RECORDS TO PROCESS:
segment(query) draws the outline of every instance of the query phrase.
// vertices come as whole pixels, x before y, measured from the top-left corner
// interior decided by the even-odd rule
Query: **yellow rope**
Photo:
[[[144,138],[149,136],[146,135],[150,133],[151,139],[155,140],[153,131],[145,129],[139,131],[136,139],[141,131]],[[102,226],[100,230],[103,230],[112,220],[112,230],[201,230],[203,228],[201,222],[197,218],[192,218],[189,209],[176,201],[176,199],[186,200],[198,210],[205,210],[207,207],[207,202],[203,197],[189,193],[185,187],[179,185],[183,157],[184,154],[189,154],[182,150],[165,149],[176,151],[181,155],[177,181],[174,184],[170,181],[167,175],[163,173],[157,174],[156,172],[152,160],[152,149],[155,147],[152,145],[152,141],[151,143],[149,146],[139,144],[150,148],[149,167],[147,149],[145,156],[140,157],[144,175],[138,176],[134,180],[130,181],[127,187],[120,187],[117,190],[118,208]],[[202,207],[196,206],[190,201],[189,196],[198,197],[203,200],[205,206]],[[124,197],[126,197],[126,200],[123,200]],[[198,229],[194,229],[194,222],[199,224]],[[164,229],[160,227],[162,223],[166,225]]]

WHAT YOU SHOULD DO:
Please quote the records above exactly, without skipping a line.

EXERCISE RESULT:
segment(query) draws the outline of every instance of the query phrase.
// vertices come as whole pixels, x before y, measured from the top-left corner
// interior decided by the even-odd rule
Query: **yellow rope**
Photo:
[[[144,138],[149,136],[146,135],[150,133],[151,139],[155,140],[153,131],[145,129],[139,131],[136,139],[141,131]],[[102,226],[100,230],[103,230],[112,220],[112,230],[201,230],[203,228],[201,222],[197,218],[192,218],[189,209],[176,201],[176,199],[186,200],[198,210],[205,210],[207,207],[207,202],[203,197],[189,193],[185,187],[179,185],[183,157],[184,154],[189,154],[182,150],[165,149],[176,151],[181,155],[177,181],[174,184],[170,181],[167,175],[163,173],[157,174],[156,172],[152,160],[152,149],[155,147],[152,145],[152,141],[151,143],[149,146],[139,144],[150,148],[149,167],[147,149],[145,156],[140,157],[144,175],[138,176],[134,180],[130,181],[127,187],[120,187],[117,190],[118,208]],[[202,207],[196,206],[190,201],[189,196],[198,197],[203,200],[205,206]],[[124,197],[126,197],[126,200],[123,200]],[[198,229],[194,229],[194,222],[199,224]],[[164,229],[160,227],[162,223],[166,225]]]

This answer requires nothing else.